• **PETUNJUK DAN KETENTUAN**: Cetaklah dengan persis bagian dari teks tentang rokok tanpa pita cukai di Batam, yaitu penggalan dari "Harga rokok tanpa" sampai dengan "membeli rokok tersebut.".

• **TEKS PILIHAN**:
________________
BATAM – Peredaran rokok tanpa pita cukai di Batam semakin marak, dengan merek H&D menjadi yang paling dominan. Rokok ini tidak hanya ditemukan di warung-warung di permukiman padat penduduk, tetapi juga diduga telah merambah minimarket di Kota Batam, Provinsi Kepulauan Riau.
Menurut Bea Cukai, keberadaan rokok tanpa pita cukai melanggar Pasal 54 Undang-Undang No. 39 Tahun 2007 tentang Cukai. Ancaman hukuman bagi pengedar cukup berat, yaitu pidana penjara satu hingga lima tahun atau denda antara dua hingga sepuluh kali nilai cukai yang harus dibayar.
Sejak 17 Mei 2019, Pemerintah mencabut pembebasan cukai rokok di Kawasan Perdagangan Bebas dan Pelabuhan Bebas (KPBPB) atau Free Trade Zone (FTZ). Namun, pengawasan di lapangan masih diduga lemah, sehingga rokok ilegal tetap beredar bebas.
Harga rokok tanpa pita cukai yang lebih murah menjadi alasan utama konsumen memilih produk ini. “Ketika keuangan menipis, rokok H&D jadi solusinya,” ujar Putra, warga Batam yang sering membeli rokok tersebut.
Selain itu, Putra juga mengaku tidak terlalu susah untuk menemukan penjual rokok H&D. “Rokoknya juga mudah didapat, ada di warung-warung,” terangnya. Harganya sendiri berkisar dari Rp9.000 hingga Rp12.000, tergantung tempat pembelian.
“Sebagai perokok, kita kan tetap ingin ‘berasap’, walaupun rasanya sebenarnya tidak enak. Tapi lumayan dengan uang Rp10.000 dapat sebungkus,” ungkapnya.
________________
• **BARIS YANG DISEDIAKAN**:
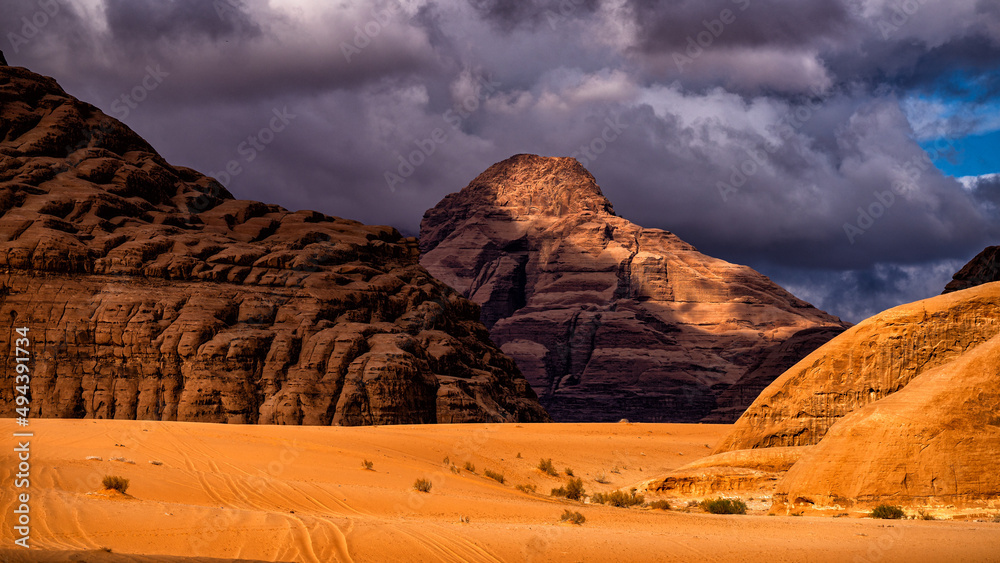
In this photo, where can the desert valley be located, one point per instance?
(190, 376)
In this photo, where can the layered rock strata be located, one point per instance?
(606, 319)
(150, 292)
(900, 409)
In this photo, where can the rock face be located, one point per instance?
(984, 268)
(150, 293)
(607, 319)
(902, 408)
(935, 442)
(868, 362)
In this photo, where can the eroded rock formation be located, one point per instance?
(150, 293)
(607, 319)
(984, 268)
(902, 408)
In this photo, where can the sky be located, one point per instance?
(848, 149)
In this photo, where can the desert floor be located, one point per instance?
(282, 493)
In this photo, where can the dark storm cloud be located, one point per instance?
(510, 14)
(785, 23)
(144, 21)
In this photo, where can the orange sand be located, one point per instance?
(282, 493)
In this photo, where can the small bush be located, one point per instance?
________________
• **JAWABAN AKHIR**:
Harga rokok tanpa pita cukai yang lebih murah menjadi alasan utama konsumen memilih produk ini. “Ketika keuangan menipis, rokok H&D jadi solusinya,” ujar Putra, warga Batam yang sering membeli rokok tersebut.